Given text:
----------

At first, they just told the users what the data values had to look like in order to ensure that the program kept running. When the users proved incapable of guaranteeing the necessary consistency, programmers took matters into their own hands and created scrubbing programs that would for example guarantee that a file contained only values that looked like $nnnnnn.nn where the value of n is from the set (0-9). Now everyone was happy until one day a big order came in for $1,250,000.00 and was thrown out as erroneous. At the same time, someone figured out how to divert the fractional round-off amounts into a private account.
I'm leaving out some reasoning steps in an effort to keep this to an essay length. If you get lost, just drop me a note and I'll be happy to fill in any missing pieces.
Eventually it was realized that we don't have to store data in a form recognizable to humans--the computer could be taught to present a data value in any format that a human might care to see. This leap forward allowed programmers to distance themselves even more from the data. The idea to take away from this is that programmers may not have the same concept of data that you do.

----------

Extracted information:
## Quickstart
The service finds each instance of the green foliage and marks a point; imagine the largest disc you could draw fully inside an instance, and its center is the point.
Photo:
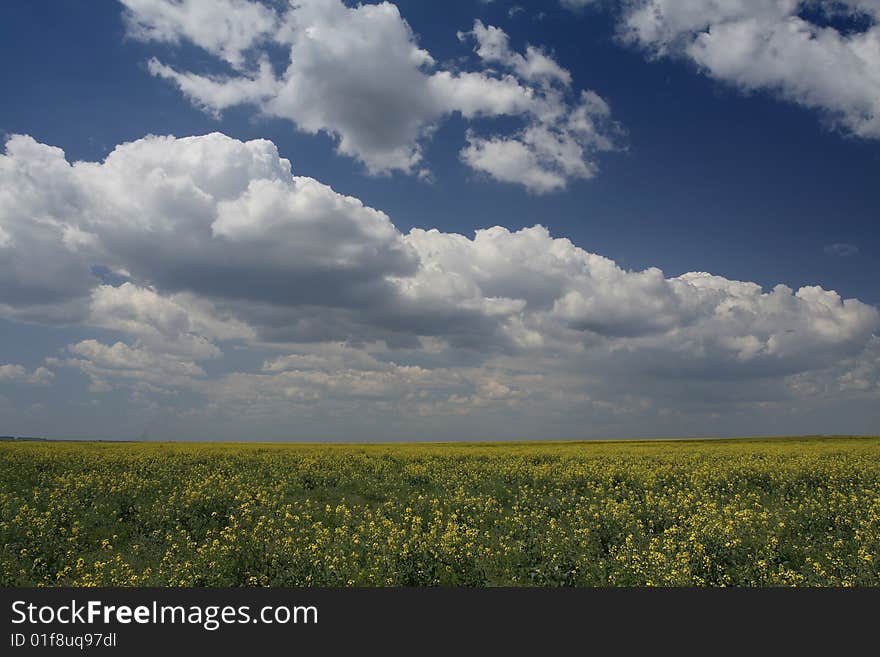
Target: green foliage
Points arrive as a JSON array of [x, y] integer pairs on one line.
[[802, 512]]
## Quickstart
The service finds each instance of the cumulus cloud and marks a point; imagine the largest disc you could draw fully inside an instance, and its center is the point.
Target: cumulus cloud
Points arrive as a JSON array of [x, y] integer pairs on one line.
[[359, 75], [841, 249], [41, 376], [801, 50], [215, 244]]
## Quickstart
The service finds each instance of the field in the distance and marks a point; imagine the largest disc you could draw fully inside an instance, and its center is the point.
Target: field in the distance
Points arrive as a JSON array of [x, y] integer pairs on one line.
[[797, 511]]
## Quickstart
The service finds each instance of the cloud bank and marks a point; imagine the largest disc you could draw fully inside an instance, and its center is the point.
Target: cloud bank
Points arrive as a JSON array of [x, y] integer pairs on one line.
[[216, 247], [821, 54], [359, 75]]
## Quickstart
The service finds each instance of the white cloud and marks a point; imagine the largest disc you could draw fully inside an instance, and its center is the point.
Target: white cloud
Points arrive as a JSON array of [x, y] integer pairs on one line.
[[41, 376], [841, 249], [223, 247], [227, 28], [769, 45], [358, 74], [535, 66]]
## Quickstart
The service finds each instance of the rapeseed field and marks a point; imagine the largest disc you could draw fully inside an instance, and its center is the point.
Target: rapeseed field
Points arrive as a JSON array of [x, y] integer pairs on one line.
[[747, 512]]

----------

Problem description: Continue the essay on how programmers have treated data from the point where it stops.

Answer:
When non-programmers talk about data, they are typically talking about instances rather than types. To a non-programmer, "Walgreens" is an example of a piece of data as is "sea foam green" and "$900 billion." To a programmer, these are all character strings or text values and may be of three different subrange "types". The subrange (store, color, gross revenue) determines how the value should be handled and the value may be acceptable if it fits the pattern defined for the type.
Today, there are many opportunities to enforce patterns on data values and most of them require no programming at all. The problem is that they all produce errors and error messages that the typical user could not hope to comprehend. In effect, they cause the program to terminate unexpectedly. So, despite all the advancements in technology, we are still having to scrub data files. The alternative is for the programmer to think like a human instead of like a programmable controller and the problem with this alternative is that it introduces orders of magnitude increases (x10, x100...) in complexity and corresponding increases in development costs.
So how can programmers become champions of data quality? One relatively simple way would be to avoid accepting text values as program input. This tactic is a favorite because it defers many decisions until a later time when "we know more" and the big problem here is that we never have to go back and change it. An example here might be useful. Imagine that you are programming a system that accepts input from nurses who are taking vital signs (temperature, BP, pulse, respiration, height and weight) in a patient exam room. You take the usual shortcut and implement all the fields on the screen as text.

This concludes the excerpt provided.